Start of The records

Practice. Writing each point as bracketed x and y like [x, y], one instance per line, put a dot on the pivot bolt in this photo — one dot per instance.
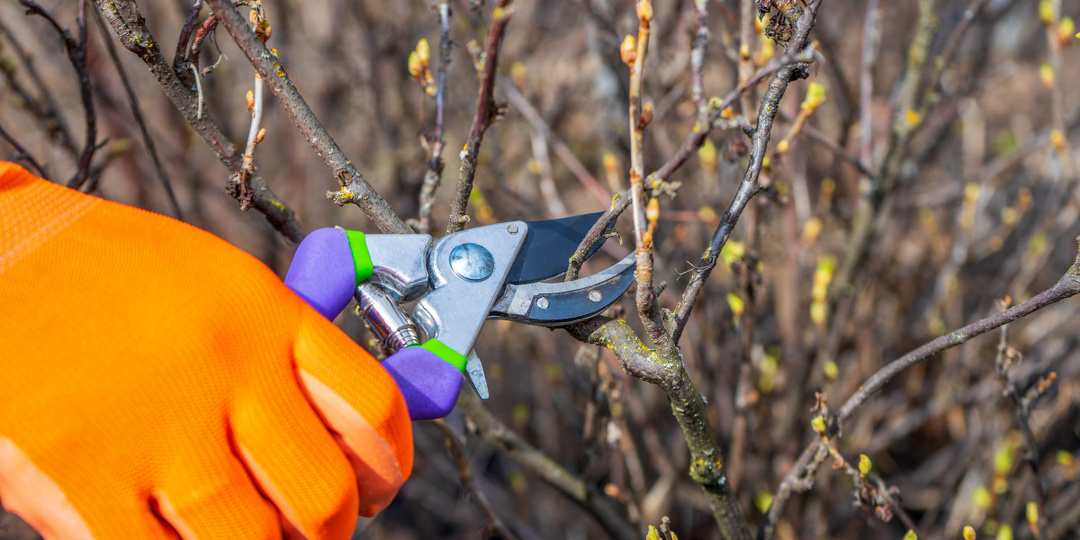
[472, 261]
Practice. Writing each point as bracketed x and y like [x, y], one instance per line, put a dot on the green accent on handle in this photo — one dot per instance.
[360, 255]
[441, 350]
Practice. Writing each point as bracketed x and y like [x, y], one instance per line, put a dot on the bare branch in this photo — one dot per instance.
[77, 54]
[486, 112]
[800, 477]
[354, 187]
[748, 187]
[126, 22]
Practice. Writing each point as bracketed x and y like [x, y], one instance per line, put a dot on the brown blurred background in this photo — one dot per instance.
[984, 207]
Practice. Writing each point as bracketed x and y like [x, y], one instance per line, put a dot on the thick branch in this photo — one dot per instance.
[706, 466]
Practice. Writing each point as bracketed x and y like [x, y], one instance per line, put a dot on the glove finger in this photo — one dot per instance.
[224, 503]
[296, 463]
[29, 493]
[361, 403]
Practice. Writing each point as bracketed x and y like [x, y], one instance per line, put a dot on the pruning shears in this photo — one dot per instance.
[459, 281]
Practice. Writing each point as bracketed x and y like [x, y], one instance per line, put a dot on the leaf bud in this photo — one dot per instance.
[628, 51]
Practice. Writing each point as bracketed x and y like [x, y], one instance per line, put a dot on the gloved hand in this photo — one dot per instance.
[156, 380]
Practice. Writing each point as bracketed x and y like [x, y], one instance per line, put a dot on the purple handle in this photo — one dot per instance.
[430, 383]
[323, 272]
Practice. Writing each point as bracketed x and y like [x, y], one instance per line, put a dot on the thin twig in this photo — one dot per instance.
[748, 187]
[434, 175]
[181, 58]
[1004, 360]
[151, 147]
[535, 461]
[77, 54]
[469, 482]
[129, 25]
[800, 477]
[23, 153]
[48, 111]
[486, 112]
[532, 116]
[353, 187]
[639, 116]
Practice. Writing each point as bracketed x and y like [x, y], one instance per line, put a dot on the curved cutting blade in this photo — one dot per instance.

End of The records
Start of The records

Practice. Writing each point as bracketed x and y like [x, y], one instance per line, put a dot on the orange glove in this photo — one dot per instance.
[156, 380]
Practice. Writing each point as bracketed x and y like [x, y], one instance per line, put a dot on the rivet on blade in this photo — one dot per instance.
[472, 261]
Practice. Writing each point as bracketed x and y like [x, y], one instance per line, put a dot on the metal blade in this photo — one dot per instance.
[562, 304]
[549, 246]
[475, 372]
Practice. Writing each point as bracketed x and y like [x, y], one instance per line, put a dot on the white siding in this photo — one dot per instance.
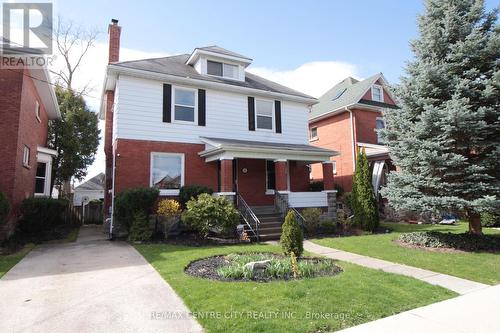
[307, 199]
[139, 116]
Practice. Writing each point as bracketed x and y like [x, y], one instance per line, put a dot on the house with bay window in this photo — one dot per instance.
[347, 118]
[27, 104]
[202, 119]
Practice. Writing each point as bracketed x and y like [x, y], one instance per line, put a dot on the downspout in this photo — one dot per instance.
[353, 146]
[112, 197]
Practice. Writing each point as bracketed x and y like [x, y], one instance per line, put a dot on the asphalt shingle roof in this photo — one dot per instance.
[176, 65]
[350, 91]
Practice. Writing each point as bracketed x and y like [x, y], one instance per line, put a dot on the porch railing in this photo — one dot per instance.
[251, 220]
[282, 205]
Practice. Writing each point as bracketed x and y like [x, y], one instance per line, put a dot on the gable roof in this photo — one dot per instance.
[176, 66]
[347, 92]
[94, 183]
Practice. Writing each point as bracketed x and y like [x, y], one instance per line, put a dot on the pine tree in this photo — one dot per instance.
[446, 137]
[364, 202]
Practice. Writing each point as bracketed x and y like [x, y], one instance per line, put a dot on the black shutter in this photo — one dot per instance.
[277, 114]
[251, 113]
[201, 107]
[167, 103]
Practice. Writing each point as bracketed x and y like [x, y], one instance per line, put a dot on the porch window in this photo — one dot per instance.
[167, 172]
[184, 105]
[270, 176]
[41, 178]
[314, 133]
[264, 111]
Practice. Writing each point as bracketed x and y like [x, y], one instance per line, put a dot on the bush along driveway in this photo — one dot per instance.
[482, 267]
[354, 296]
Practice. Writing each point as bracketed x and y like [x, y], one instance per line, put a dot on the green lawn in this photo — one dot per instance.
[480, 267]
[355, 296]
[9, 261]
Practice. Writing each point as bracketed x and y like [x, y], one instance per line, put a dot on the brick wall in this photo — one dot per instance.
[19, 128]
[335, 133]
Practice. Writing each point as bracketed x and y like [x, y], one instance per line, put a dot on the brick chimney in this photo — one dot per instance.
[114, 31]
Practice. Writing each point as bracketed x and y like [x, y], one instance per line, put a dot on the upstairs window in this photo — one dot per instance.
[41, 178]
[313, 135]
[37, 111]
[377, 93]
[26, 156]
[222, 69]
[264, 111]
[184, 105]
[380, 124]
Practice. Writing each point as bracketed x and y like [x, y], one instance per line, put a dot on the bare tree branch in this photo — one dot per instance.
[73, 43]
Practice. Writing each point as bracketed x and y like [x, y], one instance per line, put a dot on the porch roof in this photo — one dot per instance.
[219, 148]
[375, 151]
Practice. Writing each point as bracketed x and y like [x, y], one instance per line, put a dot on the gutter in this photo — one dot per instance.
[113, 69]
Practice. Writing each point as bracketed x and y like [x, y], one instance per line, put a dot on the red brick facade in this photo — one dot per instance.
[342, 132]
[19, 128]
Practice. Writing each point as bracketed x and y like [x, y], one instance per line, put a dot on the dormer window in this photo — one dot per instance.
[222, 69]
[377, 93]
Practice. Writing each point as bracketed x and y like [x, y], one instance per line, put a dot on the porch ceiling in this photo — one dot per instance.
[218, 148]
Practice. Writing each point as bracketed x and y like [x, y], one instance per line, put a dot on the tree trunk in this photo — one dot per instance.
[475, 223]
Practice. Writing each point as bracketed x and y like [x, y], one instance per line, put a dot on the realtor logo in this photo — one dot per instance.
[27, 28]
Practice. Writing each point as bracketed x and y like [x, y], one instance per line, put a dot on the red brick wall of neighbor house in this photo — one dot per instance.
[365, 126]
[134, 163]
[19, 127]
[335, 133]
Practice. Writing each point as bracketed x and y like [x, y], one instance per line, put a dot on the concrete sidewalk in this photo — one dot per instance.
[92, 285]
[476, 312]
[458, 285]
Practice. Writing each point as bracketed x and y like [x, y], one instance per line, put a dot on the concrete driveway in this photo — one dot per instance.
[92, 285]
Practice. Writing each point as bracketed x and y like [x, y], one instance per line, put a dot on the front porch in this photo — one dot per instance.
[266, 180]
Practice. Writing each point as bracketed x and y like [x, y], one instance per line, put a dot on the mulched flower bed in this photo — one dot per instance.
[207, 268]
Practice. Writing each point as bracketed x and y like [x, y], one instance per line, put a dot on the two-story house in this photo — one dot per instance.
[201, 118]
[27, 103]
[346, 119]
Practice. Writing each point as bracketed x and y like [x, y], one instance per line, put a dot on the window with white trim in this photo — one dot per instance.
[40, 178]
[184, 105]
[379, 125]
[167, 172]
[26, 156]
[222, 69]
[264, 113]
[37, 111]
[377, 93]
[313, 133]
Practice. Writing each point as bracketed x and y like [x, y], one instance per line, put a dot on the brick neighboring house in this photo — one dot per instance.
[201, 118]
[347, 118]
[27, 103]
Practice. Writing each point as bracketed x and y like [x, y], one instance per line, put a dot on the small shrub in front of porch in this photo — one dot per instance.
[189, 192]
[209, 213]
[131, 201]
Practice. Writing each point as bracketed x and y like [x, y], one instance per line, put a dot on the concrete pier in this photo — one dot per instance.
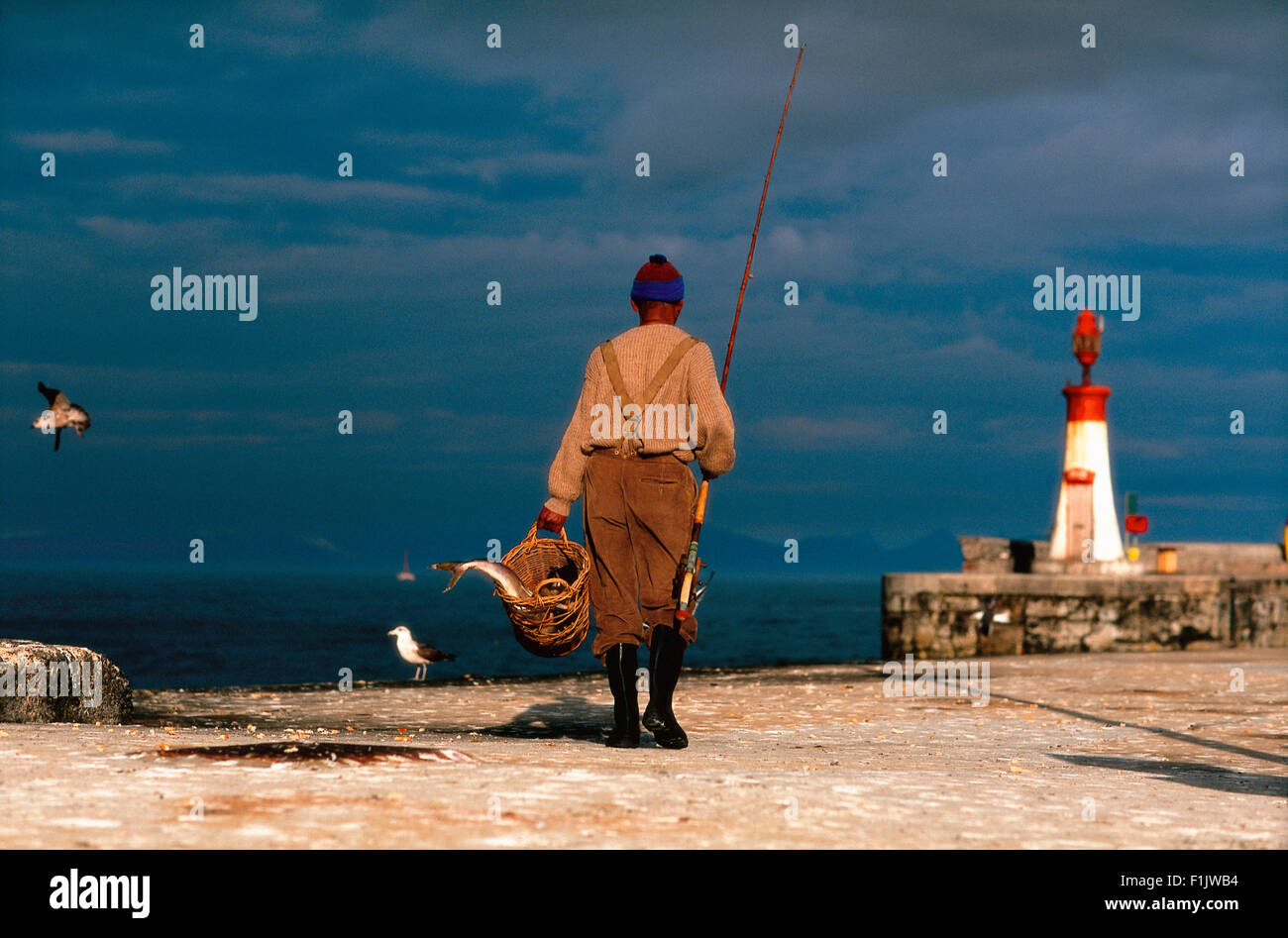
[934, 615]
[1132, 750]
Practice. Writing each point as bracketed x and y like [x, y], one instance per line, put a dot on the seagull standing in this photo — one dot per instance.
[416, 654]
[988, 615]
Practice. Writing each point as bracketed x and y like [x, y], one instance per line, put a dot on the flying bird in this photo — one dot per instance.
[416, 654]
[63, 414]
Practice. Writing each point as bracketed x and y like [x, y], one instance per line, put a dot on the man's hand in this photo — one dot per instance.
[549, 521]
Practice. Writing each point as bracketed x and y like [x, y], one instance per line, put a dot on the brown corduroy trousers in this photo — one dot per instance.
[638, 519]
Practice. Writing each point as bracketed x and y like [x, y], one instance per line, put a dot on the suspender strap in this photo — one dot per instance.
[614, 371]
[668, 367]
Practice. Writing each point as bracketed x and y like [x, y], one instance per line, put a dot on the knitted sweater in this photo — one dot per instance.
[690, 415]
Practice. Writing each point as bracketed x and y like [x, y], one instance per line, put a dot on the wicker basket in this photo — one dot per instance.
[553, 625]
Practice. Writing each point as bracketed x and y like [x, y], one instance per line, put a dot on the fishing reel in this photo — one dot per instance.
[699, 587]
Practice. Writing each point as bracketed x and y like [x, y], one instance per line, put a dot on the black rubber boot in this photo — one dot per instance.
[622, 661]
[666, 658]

End of The records

Exercise goal
Reproduce the rows between the line holding "on the pivot" and the line holding "on the curved", inclusive, changing "pruning shears" to "garden clippers" and keeping everything else unchanged. Leave the pictures out of your answer.

The completed task
Practice. Writing each point as bracketed x and y like [x, y], one instance per line, put a dot on the pivot bolt in this photo — one dot per instance.
[472, 261]
Practice. Writing each point as bracketed x and y like [x, y], one instance per line, put a dot on the green accent on handle in this photo — one dot per instance.
[360, 255]
[441, 350]
Practice. Writing each point as bracketed x and y like [x, y], one instance per line, put a dot on the bare branch in this photo — one dot per instance.
[77, 54]
[486, 112]
[800, 477]
[354, 187]
[748, 187]
[126, 22]
Practice. Writing each point as bracketed x and y like [x, y], one instance per line, put a dot on the brown blurred background in this photo — one dot per instance.
[984, 207]
Practice. Writing each point as bracketed x and y like [x, y], one instance per line, put a dot on the thick branch in this photo — one dot per instance.
[706, 466]
Practice. Writing each point as bracketed x and y like [x, y], one instance per line, put a dot on the glove finger in this photo — one dot per instance.
[224, 503]
[296, 463]
[29, 493]
[361, 403]
Practice. Writing each point as bracketed x and y like [x, y], one instance per line, put a dot on the garden clippers in this photo — one dot per instance.
[459, 281]
Practice. Writing each point as bracketed x and y like [x, y], one instance per line, put a dot on the leaf bud in this photo — one dot per instance.
[628, 51]
Practice. Writing each point as bracketed x and y like [x, y], one instance per line, put a dot on the gloved hand in this photo — one dot per instance.
[156, 380]
Practice. Writing each point as bracketed x and y like [x, y], one instance per line, put a dot on the purple handle in this photo — one dot per instance.
[430, 383]
[323, 272]
Practice. Writing each point as bracketed x and y like [x, y], one instance per line, put a dot on the thin twig in this photo — one dot per instance.
[748, 187]
[434, 175]
[181, 58]
[1004, 360]
[151, 147]
[535, 461]
[77, 54]
[469, 482]
[129, 25]
[800, 477]
[23, 153]
[48, 111]
[486, 112]
[532, 116]
[353, 187]
[639, 116]
Practice. Writing each point as bracketed x and y like [x, y], one instance per line, put a dot on the curved cutting blade in this photo — one dot per instance.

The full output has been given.